AWS Data Exchange lets Amazon Web Services (AWS) customers securely exchange file-based datasets, access Amazon Redshift datashares, and call data APIs in the AWS Cloud. Subscribers can find and access thousands of products from qualified data providers. Data managed via Amazon Simple Storage Service (Amazon S3) is readily available across various AWS analytics and machine learning (ML) services. Anyone with an AWS account can be an AWS Data Exchange subscriber.

Dremio is a member of the AWS Partner Network (APN) and is available in AWS Marketplace. Dremio Software is an open data lakehouse platform that can be deployed on AWS and provides self-service access by connecting a broad range of data consumers. This includes business analysts to data scientists, who can access data on Amazon S3, databases, data warehouses, and data lakes.

In this blog post, we explore how businesses can use AWS Data Exchange with their on-premises Hive-compliant data source using Dremio to integrate third-party and on-premises data without moving or copying data. We also demonstrate how customers can use the consolidated data for business intelligence (BI) and exploratory analytics.

Prerequisites

  1. An AWS account with appropriate IAM roles and permissions.

SUPPLIED ENTRIES:

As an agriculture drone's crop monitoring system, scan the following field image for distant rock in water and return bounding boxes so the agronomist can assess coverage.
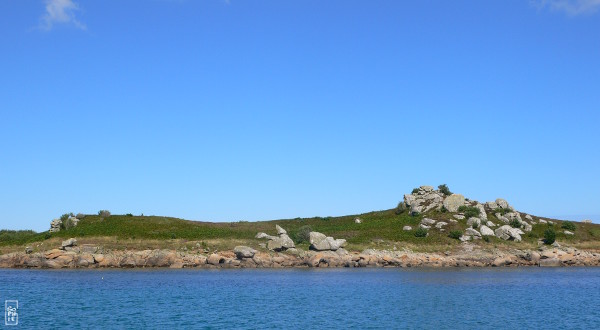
[255,225,296,251]
[233,246,256,259]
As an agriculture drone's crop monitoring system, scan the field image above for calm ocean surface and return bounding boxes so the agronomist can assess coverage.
[0,268,600,329]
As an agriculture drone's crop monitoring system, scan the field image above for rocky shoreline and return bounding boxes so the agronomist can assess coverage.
[0,243,600,269]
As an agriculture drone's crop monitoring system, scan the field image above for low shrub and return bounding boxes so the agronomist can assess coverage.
[544,228,556,245]
[415,227,427,237]
[560,221,577,231]
[438,183,452,196]
[508,219,521,228]
[98,210,110,218]
[494,207,512,215]
[458,205,480,219]
[293,225,313,243]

ACTIONS TO TAKE:
1. In the excerpt on AWS Data Exchange and Dremio, how does Dremio Software provide self-service access, and which data consumers does that cover? Answer in one to three sentences.
2. Repeat word for word everything in the excerpt on AWS Data Exchange and Dremio from "In this blog" down to "and exploratory analytics.".

ANSWERS:
1. Dremio Software provides self-service access by connecting a broad range of data consumers. These consumers range from business analysts to data scientists, who can access data on Amazon S3, databases, data warehouses, and data lakes.

2.
In this blog post, we explore how businesses can use AWS Data Exchange with their on-premises Hive-compliant data source using Dremio to integrate third-party and on-premises data without moving or copying data. We also demonstrate how customers can use the consolidated data for business intelligence (BI) and exploratory analytics.